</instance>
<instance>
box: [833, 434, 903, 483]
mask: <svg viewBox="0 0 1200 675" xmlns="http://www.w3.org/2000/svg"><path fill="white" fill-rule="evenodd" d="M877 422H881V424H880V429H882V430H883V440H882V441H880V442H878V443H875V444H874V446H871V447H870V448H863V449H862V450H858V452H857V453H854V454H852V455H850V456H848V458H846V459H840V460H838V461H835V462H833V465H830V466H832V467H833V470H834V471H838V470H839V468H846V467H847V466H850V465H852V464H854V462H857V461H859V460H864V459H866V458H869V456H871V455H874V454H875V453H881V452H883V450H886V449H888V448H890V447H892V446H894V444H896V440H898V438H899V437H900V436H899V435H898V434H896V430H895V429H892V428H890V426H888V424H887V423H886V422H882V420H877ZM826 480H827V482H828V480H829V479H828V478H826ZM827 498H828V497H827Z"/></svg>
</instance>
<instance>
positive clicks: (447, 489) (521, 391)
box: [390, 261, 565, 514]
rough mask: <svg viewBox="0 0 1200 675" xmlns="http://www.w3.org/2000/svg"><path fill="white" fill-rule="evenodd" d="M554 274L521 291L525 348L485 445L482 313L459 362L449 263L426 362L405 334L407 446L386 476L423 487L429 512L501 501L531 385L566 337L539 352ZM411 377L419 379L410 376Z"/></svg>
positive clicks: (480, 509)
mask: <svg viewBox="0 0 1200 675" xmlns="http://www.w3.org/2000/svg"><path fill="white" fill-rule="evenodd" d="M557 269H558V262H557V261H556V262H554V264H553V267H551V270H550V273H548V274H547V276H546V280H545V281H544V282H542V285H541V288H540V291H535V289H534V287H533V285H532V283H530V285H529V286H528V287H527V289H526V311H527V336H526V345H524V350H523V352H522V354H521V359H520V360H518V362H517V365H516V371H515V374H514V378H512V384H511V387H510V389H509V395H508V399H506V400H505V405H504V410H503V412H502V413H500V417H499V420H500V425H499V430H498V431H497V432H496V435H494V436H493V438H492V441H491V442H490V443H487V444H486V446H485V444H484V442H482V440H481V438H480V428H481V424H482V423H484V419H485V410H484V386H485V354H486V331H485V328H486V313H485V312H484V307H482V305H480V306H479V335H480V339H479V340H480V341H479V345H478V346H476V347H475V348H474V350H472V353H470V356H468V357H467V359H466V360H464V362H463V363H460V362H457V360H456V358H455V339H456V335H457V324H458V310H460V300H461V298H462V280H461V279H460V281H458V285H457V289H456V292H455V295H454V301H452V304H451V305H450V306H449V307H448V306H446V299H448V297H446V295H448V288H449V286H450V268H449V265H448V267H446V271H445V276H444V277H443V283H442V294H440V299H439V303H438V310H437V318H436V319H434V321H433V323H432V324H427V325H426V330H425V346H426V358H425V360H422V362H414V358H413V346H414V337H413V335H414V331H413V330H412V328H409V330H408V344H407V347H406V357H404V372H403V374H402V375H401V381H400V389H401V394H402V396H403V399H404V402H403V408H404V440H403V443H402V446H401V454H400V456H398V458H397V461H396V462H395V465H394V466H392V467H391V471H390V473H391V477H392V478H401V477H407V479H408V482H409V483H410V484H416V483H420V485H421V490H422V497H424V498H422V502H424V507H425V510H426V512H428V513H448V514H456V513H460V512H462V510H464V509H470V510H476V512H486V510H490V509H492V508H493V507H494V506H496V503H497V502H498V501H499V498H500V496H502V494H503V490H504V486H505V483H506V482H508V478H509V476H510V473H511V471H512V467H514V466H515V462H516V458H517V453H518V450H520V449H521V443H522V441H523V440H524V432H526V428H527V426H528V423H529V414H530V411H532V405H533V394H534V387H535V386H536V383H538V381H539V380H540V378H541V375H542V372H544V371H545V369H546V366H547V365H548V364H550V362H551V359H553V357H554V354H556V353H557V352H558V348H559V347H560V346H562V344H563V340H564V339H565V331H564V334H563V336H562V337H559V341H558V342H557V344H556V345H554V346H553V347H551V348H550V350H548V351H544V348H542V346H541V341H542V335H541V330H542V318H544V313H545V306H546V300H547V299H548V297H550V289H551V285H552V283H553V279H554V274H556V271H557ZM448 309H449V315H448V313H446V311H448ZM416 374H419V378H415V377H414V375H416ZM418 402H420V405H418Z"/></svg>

» Exercise requirements
Down to the last line, give the records again exactly.

» Answer to this problem
</instance>
<instance>
box: [833, 434, 903, 483]
mask: <svg viewBox="0 0 1200 675" xmlns="http://www.w3.org/2000/svg"><path fill="white" fill-rule="evenodd" d="M877 422H881V424H880V429H882V430H883V440H882V441H880V442H878V443H875V444H874V446H871V447H870V448H863V449H862V450H858V452H857V453H854V454H852V455H850V456H848V458H846V459H840V460H838V461H835V462H833V465H830V466H832V467H833V470H834V471H838V470H839V468H846V467H847V466H850V465H852V464H854V462H857V461H859V460H864V459H866V458H869V456H871V455H874V454H875V453H881V452H883V450H886V449H888V448H890V447H892V446H894V444H896V440H898V438H899V437H900V436H899V435H898V434H896V430H895V429H892V428H890V426H888V424H887V423H886V422H882V420H877ZM826 480H827V482H828V480H829V479H828V478H826ZM827 498H828V497H827Z"/></svg>
</instance>
<instance>
positive clicks: (447, 489) (521, 391)
box: [390, 261, 565, 514]
rough mask: <svg viewBox="0 0 1200 675" xmlns="http://www.w3.org/2000/svg"><path fill="white" fill-rule="evenodd" d="M554 274L521 291L525 348L485 445L482 313L459 362L449 263L426 362L405 334L407 446L386 476L423 487L429 512L501 501L531 385L566 337L539 352ZM411 377L419 379L410 376Z"/></svg>
positive clicks: (480, 509)
mask: <svg viewBox="0 0 1200 675" xmlns="http://www.w3.org/2000/svg"><path fill="white" fill-rule="evenodd" d="M557 269H558V262H557V261H556V262H554V264H553V267H551V270H550V273H548V274H547V276H546V280H545V281H544V282H542V285H541V288H540V291H535V289H534V287H533V285H532V283H530V285H529V286H528V287H527V289H526V311H527V336H526V345H524V350H523V352H522V354H521V359H520V360H518V362H517V365H516V371H515V374H514V378H512V384H511V387H510V389H509V395H508V399H506V400H505V405H504V410H503V412H502V413H500V417H499V420H500V425H499V430H498V431H497V432H496V435H494V436H493V438H492V441H491V442H490V443H487V444H486V446H485V444H484V442H482V440H481V438H480V428H481V424H482V423H484V419H485V410H484V386H485V354H486V331H485V328H486V313H485V312H484V307H482V305H480V306H479V335H480V339H479V340H480V341H479V345H478V346H476V347H475V348H474V350H472V353H470V356H468V357H467V359H466V360H464V362H463V363H460V362H457V360H456V358H455V339H456V335H457V324H458V310H460V300H461V298H462V280H461V279H460V281H458V285H457V289H456V292H455V295H454V301H452V304H451V305H450V306H449V307H448V306H446V299H448V297H446V295H448V288H449V286H450V268H449V265H448V267H446V271H445V276H444V277H443V283H442V294H440V299H439V303H438V310H437V318H436V319H434V321H433V323H432V324H427V325H426V330H425V346H426V358H425V360H422V362H414V358H413V346H414V337H413V335H414V331H413V330H412V328H409V330H408V344H407V347H406V357H404V372H403V374H402V375H401V381H400V389H401V394H402V396H403V399H404V402H403V408H404V440H403V443H402V446H401V454H400V456H398V458H397V461H396V462H395V465H394V466H392V467H391V471H390V473H391V477H392V478H401V477H407V479H408V482H409V483H410V484H416V483H420V485H421V490H422V497H424V498H422V502H424V507H425V510H426V512H428V513H448V514H456V513H460V512H462V510H464V509H470V510H476V512H486V510H490V509H492V508H493V507H494V506H496V503H497V502H498V501H499V498H500V496H502V494H503V490H504V486H505V483H506V482H508V478H509V476H510V473H511V471H512V467H514V466H515V462H516V458H517V453H518V450H520V449H521V443H522V441H523V440H524V432H526V428H527V426H528V423H529V414H530V411H532V405H533V394H534V387H535V386H536V383H538V381H539V380H540V378H541V375H542V372H544V371H545V369H546V366H547V365H548V364H550V362H551V359H553V357H554V354H556V353H557V352H558V348H559V347H560V346H562V344H563V340H564V339H565V331H564V334H563V336H562V337H559V341H558V342H557V344H556V345H554V346H553V347H551V348H550V350H548V351H544V348H542V346H541V341H542V335H541V330H542V318H544V313H545V306H546V300H547V299H548V297H550V289H551V285H552V283H553V279H554V274H556V271H557ZM448 309H449V315H448V313H446V311H448ZM416 374H419V378H415V377H414V375H416ZM418 402H420V405H418Z"/></svg>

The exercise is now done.